| What you will do |
Word for word, copy the records that follow.

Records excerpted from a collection
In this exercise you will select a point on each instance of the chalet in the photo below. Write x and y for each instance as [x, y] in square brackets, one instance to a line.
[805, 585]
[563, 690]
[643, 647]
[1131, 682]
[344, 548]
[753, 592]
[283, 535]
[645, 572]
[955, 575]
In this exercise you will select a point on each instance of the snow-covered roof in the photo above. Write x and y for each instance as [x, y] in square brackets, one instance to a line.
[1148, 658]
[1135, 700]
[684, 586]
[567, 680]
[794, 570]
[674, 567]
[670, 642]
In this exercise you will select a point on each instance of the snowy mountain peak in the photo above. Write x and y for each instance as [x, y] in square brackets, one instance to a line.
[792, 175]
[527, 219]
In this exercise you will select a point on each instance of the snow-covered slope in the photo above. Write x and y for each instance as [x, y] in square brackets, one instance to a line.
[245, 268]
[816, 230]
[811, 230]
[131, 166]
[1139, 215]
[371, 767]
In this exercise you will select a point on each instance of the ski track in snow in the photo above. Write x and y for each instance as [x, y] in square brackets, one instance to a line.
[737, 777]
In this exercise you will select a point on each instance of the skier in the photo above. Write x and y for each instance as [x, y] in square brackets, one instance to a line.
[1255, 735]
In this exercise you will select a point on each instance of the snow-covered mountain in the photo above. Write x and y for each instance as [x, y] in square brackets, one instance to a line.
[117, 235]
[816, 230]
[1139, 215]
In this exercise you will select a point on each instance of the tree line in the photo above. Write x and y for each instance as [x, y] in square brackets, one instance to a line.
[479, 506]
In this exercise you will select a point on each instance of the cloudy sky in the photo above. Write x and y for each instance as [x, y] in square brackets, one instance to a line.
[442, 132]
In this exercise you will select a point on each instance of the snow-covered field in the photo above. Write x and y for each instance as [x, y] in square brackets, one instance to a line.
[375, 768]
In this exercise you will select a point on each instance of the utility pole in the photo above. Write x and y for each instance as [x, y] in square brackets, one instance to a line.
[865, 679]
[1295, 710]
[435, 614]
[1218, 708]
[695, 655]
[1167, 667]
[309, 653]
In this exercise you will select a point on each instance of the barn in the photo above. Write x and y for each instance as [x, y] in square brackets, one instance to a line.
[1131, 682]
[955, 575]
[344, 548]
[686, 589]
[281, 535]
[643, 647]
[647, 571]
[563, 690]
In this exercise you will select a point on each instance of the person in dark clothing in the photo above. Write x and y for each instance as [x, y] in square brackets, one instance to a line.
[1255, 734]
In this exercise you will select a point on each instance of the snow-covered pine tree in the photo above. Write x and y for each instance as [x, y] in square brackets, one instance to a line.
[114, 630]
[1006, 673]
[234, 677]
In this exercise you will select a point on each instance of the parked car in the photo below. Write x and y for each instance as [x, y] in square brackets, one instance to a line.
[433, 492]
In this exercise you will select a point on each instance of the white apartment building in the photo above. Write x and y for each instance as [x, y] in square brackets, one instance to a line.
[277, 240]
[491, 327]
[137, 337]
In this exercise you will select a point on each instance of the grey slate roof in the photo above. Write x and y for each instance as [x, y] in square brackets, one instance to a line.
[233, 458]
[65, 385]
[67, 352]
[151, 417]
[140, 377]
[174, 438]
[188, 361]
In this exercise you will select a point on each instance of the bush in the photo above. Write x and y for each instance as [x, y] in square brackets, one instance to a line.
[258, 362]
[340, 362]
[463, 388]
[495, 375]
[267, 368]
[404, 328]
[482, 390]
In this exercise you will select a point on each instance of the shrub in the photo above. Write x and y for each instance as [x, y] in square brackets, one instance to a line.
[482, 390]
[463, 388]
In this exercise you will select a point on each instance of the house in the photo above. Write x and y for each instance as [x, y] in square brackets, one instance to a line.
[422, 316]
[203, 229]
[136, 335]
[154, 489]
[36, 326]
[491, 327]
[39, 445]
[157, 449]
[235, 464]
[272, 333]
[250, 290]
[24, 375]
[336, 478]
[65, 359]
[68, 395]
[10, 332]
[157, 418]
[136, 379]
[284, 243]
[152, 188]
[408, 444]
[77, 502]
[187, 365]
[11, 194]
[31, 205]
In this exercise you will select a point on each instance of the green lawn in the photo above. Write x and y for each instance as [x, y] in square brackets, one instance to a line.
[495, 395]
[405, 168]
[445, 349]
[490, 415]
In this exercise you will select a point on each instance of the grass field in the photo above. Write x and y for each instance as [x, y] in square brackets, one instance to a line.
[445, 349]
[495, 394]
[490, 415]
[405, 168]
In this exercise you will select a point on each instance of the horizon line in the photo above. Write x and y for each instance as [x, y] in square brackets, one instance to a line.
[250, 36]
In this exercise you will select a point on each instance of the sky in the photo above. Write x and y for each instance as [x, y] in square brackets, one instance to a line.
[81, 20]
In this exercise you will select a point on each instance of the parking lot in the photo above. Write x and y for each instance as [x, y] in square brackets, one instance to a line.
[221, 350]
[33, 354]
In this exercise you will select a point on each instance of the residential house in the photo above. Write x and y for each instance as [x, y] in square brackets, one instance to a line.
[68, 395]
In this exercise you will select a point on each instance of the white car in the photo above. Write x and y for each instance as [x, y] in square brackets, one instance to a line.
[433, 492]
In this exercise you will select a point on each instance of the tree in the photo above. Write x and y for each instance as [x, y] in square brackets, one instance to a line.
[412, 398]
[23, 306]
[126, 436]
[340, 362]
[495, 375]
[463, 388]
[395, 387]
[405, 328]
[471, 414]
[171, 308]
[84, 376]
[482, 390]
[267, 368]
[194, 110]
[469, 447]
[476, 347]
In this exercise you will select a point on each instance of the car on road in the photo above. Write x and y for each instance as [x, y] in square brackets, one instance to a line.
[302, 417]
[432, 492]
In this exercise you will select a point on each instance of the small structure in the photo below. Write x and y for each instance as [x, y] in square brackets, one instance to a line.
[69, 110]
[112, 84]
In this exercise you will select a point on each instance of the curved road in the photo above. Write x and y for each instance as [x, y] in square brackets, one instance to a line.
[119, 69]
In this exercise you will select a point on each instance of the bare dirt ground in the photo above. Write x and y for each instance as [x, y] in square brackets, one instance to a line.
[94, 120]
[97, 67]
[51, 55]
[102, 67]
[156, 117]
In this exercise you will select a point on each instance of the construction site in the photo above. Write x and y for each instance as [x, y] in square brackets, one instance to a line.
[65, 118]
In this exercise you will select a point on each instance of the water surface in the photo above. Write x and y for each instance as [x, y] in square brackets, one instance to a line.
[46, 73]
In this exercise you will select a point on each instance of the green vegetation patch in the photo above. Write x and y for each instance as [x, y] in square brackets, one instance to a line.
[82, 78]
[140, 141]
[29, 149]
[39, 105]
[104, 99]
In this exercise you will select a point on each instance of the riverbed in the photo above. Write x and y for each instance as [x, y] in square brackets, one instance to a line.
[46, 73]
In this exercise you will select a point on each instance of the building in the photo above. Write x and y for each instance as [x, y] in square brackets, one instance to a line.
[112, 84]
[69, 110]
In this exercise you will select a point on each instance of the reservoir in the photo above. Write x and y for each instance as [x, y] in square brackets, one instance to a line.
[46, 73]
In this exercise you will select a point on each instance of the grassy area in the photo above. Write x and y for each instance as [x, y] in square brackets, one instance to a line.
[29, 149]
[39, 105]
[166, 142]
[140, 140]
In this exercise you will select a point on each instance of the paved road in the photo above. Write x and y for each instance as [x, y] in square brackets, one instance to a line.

| Your response |
In this exercise you will select a point on each instance of the chalet in the photo below. Write x and y for each instance as [x, y] in square brackets, one instance to a line.
[805, 585]
[563, 690]
[643, 647]
[1131, 682]
[344, 548]
[753, 592]
[283, 535]
[645, 572]
[955, 575]
In this exercise you will select a point on each instance of the snow-covered roof in the photo above. Write x and y for each instance as [x, y] in square brackets, one instance to a line.
[1148, 658]
[1135, 700]
[684, 586]
[567, 680]
[794, 570]
[674, 567]
[670, 642]
In this exercise you will select a point on each instance of the snowy mountain peak in the photo above. Write x and y for each instance as [x, y] in square brackets, one instance to a line.
[792, 175]
[527, 219]
In this exercise you will select a point on each instance of the snow-covered slope in the photo above. Write x and y for each instance as [x, y] in square brackets, one instance to a line.
[245, 268]
[816, 230]
[811, 230]
[131, 166]
[1139, 215]
[371, 767]
In this exercise you will select a point on each instance of the ski track in snow in the photo above. Write x and y for each instance as [x, y] in square brackets, one instance to a line.
[737, 777]
In this exercise you will select a point on each instance of the skier in the photo above. Write x and y for each instance as [x, y] in square brackets, one instance to a line.
[1255, 735]
In this exercise you will select a point on each instance of the snow-covered mountain in the photo above. Write x and y for each instance as [x, y] in square brackets, one instance to a line.
[117, 235]
[816, 230]
[1139, 215]
In this exercise you will select a point on each instance of the tree line in the photo above. Write x and y for each instance as [x, y] in square brackets, one instance to a line.
[479, 506]
In this exercise you will select a point on each instance of the cloudy sky in the photo above. Write x and y for each instance as [x, y] in square brackets, one instance to a line.
[442, 132]
In this exercise you will select a point on each instance of the snow-covered field in the photo above. Write x and y for each instance as [x, y] in square brackets, one instance to a line.
[375, 768]
In this exercise you will select a point on each instance of the utility pole in the photo above. Write x and y for each instance as [x, y] in square brackets, one instance to a line.
[865, 679]
[1295, 710]
[435, 614]
[1218, 708]
[695, 655]
[1167, 667]
[309, 653]
In this exercise you will select a point on each instance of the barn in the photo above. Write x and y for each instance as [x, y] in square brackets, one instance to a line.
[1131, 682]
[955, 575]
[344, 548]
[686, 589]
[281, 535]
[643, 647]
[647, 571]
[563, 690]
In this exercise you will select a point on each instance of the person in dark clothing in the photo above. Write x and y for each instance as [x, y] in square brackets, one instance to a line.
[1255, 734]
In this exercise you will select a point on each instance of the snow-covered pine tree in the photo above. Write x and y for each instance as [x, y] in square brackets, one instance to a line.
[114, 630]
[1006, 673]
[234, 677]
In this exercise you will select a point on each instance of the parked car in the photo below. Write x and y for each instance as [x, y] in square brackets, one instance to a line.
[433, 492]
In this exercise you will select a point on each instance of the white apartment building in the photo above. Write x and y for each instance as [x, y] in square brackets, one instance to a line.
[277, 240]
[491, 327]
[137, 337]
In this exercise you will select a point on each instance of the grey slate roof in the photo above. Write x and y for each instance as [x, y] in square brackets, one instance to a line.
[233, 458]
[65, 385]
[67, 352]
[151, 417]
[140, 377]
[174, 438]
[188, 361]
In this exercise you will select a point on each instance of the bush in the photo above. Write x and y for each instance as [x, y] in square brackets, one instance to a line.
[258, 362]
[340, 362]
[463, 388]
[495, 375]
[267, 368]
[404, 328]
[482, 390]
In this exercise you will select a point on each instance of the shrub in the photo above. Write x and y for each instance as [x, y] in square brackets, one instance to a line.
[482, 390]
[463, 388]
In this exercise you will select a point on each instance of the house in the photo above. Write x and y for each instance as [x, y] in square brackets, one instance to a line.
[422, 316]
[203, 229]
[136, 335]
[154, 489]
[36, 326]
[491, 327]
[39, 445]
[157, 449]
[235, 464]
[272, 333]
[250, 290]
[24, 375]
[336, 478]
[65, 359]
[68, 395]
[10, 332]
[157, 418]
[136, 379]
[284, 243]
[152, 188]
[408, 444]
[77, 502]
[187, 365]
[11, 194]
[31, 205]
In this exercise you will select a point on each instance of the green lawn in the photo above. Write x and y for each instance as [x, y] in square brackets, one instance to a line.
[495, 395]
[405, 168]
[445, 349]
[490, 415]
In this exercise you will select a point on each instance of the grass field in the photo above. Write x and y for each instance as [x, y] in square brackets, one instance to a line.
[445, 349]
[495, 394]
[490, 415]
[405, 168]
In this exercise you will select a point on each instance of the horizon line in the photo above. Write x and y for each instance as [x, y] in square brackets, one instance to a line.
[250, 36]
In this exercise you will select a point on each instance of the sky in the photo above. Write x and y for each instance as [x, y] in square brackets, one instance to a line.
[81, 20]
In this exercise you will select a point on each instance of the parking lot in the photo above. Write x and y for each instance as [x, y] in square brackets, one instance to a line.
[221, 350]
[33, 354]
In this exercise you will select a point on each instance of the residential house in the photo above. Write x and y for each instance as [x, y] in square brackets, one instance to a line.
[68, 395]
In this exercise you will select a point on each instance of the white car in the photo above. Write x and y for each instance as [x, y] in square brackets, one instance to a line.
[433, 492]
In this exercise you will select a point on each instance of the tree in the photo above. Write x and y for each instance as [x, y] in square brackets, one instance to a line.
[412, 398]
[23, 306]
[126, 436]
[340, 362]
[495, 375]
[463, 388]
[395, 387]
[405, 328]
[471, 414]
[171, 308]
[84, 376]
[482, 390]
[267, 368]
[194, 110]
[469, 447]
[476, 347]
In this exercise you will select a point on each instance of the car on road in the photo above. Write x and y for each instance as [x, y] in square brackets, one instance to a line.
[302, 417]
[432, 492]
In this exercise you will select a point on each instance of the small structure in the photo below. Write x and y for each instance as [x, y] in square brackets, one instance to a line.
[69, 110]
[112, 84]
In this exercise you will select a point on each instance of the curved road in the photo above. Write x and y for each instance as [x, y] in square brackets, one instance to a line.
[119, 69]
In this exercise you will select a point on each instance of the bare dirt ground in the photo above. Write x and y for each instance as [x, y] in square brackets, one instance to a line.
[94, 120]
[97, 67]
[51, 55]
[102, 67]
[156, 117]
In this exercise you will select a point on each instance of the construction site in the photo above. Write x and y for each instance as [x, y] in square brackets, one instance to a line.
[65, 118]
In this exercise you will select a point on each instance of the water surface in the photo above. Write x and y for each instance as [x, y] in square brackets, one instance to a line.
[46, 73]
In this exercise you will select a point on each instance of the green vegetation patch in the photo above. Write x and y for each instance as [x, y] in square brackets, one instance to a line.
[82, 78]
[140, 141]
[29, 149]
[39, 105]
[104, 99]
In this exercise you will select a point on each instance of the riverbed in the photo above. Write x and y for each instance as [x, y] in square brackets, one instance to a line.
[46, 73]
In this exercise you will select a point on each instance of the building in the photo above. Write x and y for each instance as [x, y] in square brackets, one instance to a line.
[112, 84]
[69, 110]
In this exercise you will select a point on each instance of the reservoir in the photo above. Write x and y for each instance as [x, y] in square brackets, one instance to a line.
[46, 73]
In this exercise you will select a point on each instance of the grassy area in the photo above. Write x and y for each instance as [x, y] in square brackets, one instance to a line.
[29, 149]
[39, 105]
[166, 142]
[140, 140]
In this exercise you will select a point on each instance of the paved road in the photo above. Write x and y for each instance as [x, y] in square brackets, one instance to a line.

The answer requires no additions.